• **WORK REQUIRED**: Write every line of the records below as a JSON list of strings, one string per line, and leave out any blank lines.

— start STORED RECORDS —

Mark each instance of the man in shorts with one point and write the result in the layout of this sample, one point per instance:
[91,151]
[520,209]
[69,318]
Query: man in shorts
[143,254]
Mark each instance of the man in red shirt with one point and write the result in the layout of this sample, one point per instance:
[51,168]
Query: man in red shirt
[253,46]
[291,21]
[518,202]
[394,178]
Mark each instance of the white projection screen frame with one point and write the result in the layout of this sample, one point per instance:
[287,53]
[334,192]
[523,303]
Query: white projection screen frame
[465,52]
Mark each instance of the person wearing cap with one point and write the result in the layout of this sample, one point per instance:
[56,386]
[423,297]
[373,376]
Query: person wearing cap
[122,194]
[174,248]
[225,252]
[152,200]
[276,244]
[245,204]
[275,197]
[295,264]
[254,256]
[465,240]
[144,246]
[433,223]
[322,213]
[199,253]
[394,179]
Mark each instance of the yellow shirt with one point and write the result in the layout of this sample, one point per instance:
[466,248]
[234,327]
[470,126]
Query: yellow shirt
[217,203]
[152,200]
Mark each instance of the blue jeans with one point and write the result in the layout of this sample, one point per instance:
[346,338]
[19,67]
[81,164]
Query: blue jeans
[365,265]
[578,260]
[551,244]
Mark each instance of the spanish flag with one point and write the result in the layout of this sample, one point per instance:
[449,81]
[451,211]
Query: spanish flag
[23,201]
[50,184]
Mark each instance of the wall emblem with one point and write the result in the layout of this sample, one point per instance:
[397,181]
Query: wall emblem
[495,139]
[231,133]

— end STORED RECORDS —

• **ANSWER FOR THE TASK**:
[
  "Mark each instance of the man in shorts with one point and write the result in the layout of this sample, one point per instance:",
  "[91,151]",
  "[520,209]",
  "[69,318]",
  "Query: man in shorts",
  "[143,254]",
  "Mark each instance of the man in red shirt with one point and write the result in the layout of this sample, one point per instance:",
  "[51,168]",
  "Query: man in red shirt",
  "[253,46]",
  "[291,21]",
  "[518,202]",
  "[394,178]",
  "Mark each instance of the white projection screen frame with one point and write the result in the layout of this sample, one point per instance:",
  "[287,53]",
  "[334,192]",
  "[523,303]",
  "Query: white projection screen frame",
  "[465,52]",
  "Mark each instance of the person wearing cap with one point and write the result in the layout of this sample, one point per instance:",
  "[56,386]",
  "[423,297]",
  "[373,376]",
  "Query: person wearing cap",
  "[122,194]",
  "[174,248]",
  "[225,252]",
  "[152,200]",
  "[276,244]",
  "[245,204]",
  "[275,197]",
  "[295,264]",
  "[254,256]",
  "[465,240]",
  "[144,246]",
  "[433,223]",
  "[322,213]",
  "[199,253]",
  "[394,179]",
  "Mark each instance of the yellow shirt with one point and write the result in the layout of this sample, one point per instance:",
  "[466,248]",
  "[234,327]",
  "[470,126]",
  "Query: yellow shirt",
  "[217,203]",
  "[152,200]",
  "Mark each instance of the blue jeans with one point and write the result in the layout of this sample, one point per instance:",
  "[346,338]",
  "[19,67]",
  "[81,164]",
  "Query: blue jeans",
  "[365,265]",
  "[578,260]",
  "[551,244]",
  "Mark each instance of the spanish flag with one point and write the result in the layout of this sample, one point per instance:",
  "[449,81]",
  "[451,211]",
  "Query: spanish flag",
  "[23,201]",
  "[50,184]",
  "Mark each instance of the wall emblem with one point and write the result in the layout of this sample, one point per instance:",
  "[397,181]",
  "Query: wall emblem",
  "[495,139]",
  "[231,133]"
]